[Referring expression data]
'''
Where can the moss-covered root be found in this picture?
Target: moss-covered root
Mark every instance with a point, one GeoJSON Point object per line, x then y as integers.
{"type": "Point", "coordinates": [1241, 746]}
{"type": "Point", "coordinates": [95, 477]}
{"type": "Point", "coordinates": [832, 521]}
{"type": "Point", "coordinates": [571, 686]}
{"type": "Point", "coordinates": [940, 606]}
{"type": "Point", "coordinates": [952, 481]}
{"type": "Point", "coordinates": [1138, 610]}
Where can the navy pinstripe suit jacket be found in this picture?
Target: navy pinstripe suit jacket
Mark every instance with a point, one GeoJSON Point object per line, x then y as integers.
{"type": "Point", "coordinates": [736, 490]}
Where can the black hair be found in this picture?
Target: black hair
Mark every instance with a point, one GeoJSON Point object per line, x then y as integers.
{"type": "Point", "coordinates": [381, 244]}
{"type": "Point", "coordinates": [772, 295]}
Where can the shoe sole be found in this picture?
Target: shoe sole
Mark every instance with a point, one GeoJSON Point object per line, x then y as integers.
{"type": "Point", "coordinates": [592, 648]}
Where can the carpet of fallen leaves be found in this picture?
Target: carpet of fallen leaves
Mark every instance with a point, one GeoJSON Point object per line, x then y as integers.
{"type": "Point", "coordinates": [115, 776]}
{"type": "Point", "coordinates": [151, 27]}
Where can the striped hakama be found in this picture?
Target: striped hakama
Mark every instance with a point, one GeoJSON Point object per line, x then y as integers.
'''
Problem statement
None of the lines above may be skipped. Transcribe each one exactly.

Answer to the exercise
Where can the moss-covered root be found in this picture?
Target: moss-covered root
Mark every instance with a point, one GeoJSON Point object per line, x then y as integers.
{"type": "Point", "coordinates": [1241, 746]}
{"type": "Point", "coordinates": [95, 477]}
{"type": "Point", "coordinates": [832, 521]}
{"type": "Point", "coordinates": [571, 686]}
{"type": "Point", "coordinates": [940, 606]}
{"type": "Point", "coordinates": [952, 481]}
{"type": "Point", "coordinates": [1138, 610]}
Where can the navy pinstripe suit jacket be found in this picture?
Target: navy pinstripe suit jacket
Mark every instance with a point, one GeoJSON Point object per line, x then y as integers.
{"type": "Point", "coordinates": [736, 490]}
Where can the black hair be found in this picture?
Target: black hair
Mark every instance with a point, one GeoJSON Point object per line, x then y as integers.
{"type": "Point", "coordinates": [381, 244]}
{"type": "Point", "coordinates": [772, 295]}
Where can the shoe sole be found in this picture?
Target: shoe sole
Mark every instance with a point, one GeoJSON Point object per line, x then y as integers.
{"type": "Point", "coordinates": [592, 648]}
Where can the carpet of fallen leaves be found in this picture?
Target: carpet of fallen leaves
Mark every instance with a point, one GeoJSON Point object per line, x then y as integers.
{"type": "Point", "coordinates": [115, 776]}
{"type": "Point", "coordinates": [151, 27]}
Where can the striped hakama be found in this picture?
Target: striped hakama
Mark every instance with a point, one GeoJSON Point object per line, x then y as integers.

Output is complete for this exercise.